Task description:
Count the lines in the material below that contain the string "glove", with uppercase and lowercase letters treated as different, and reply with the number alone.

Entries shown:

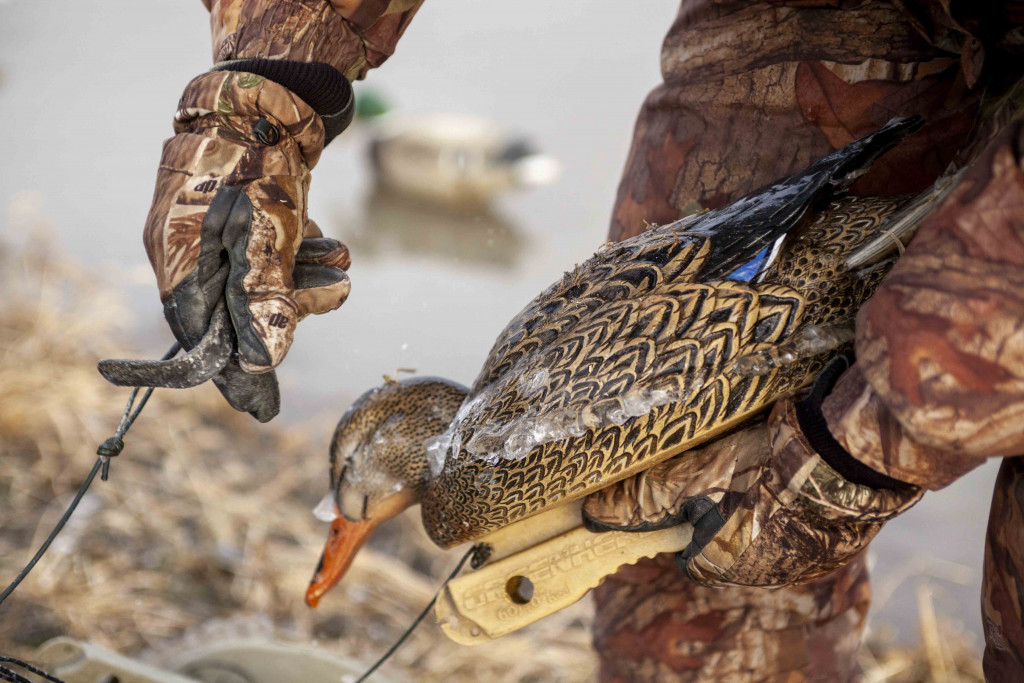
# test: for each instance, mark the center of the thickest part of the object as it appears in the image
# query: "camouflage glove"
(768, 509)
(228, 218)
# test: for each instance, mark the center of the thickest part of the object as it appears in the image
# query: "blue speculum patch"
(747, 271)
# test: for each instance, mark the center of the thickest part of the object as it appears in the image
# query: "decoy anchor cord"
(110, 449)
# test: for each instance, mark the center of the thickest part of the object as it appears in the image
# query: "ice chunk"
(326, 511)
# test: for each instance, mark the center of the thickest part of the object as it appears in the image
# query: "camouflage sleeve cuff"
(801, 521)
(320, 85)
(868, 431)
(352, 36)
(231, 95)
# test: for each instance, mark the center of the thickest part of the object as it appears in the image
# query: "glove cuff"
(320, 85)
(815, 429)
(233, 102)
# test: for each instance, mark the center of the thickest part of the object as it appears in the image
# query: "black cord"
(12, 676)
(29, 668)
(112, 446)
(56, 529)
(416, 623)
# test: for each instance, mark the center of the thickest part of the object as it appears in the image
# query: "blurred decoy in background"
(455, 159)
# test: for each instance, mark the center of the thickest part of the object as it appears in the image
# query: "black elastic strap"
(322, 86)
(812, 423)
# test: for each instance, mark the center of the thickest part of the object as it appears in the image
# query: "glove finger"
(324, 251)
(256, 394)
(188, 306)
(311, 229)
(261, 248)
(320, 288)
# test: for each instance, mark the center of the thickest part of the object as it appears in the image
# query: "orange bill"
(345, 540)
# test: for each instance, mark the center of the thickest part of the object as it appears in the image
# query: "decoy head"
(379, 465)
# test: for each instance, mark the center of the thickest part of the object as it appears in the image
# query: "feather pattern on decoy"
(650, 347)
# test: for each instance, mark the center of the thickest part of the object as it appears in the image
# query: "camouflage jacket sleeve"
(939, 380)
(352, 36)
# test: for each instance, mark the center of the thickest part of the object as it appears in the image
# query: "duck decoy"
(650, 347)
(455, 159)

Completed exercise:
3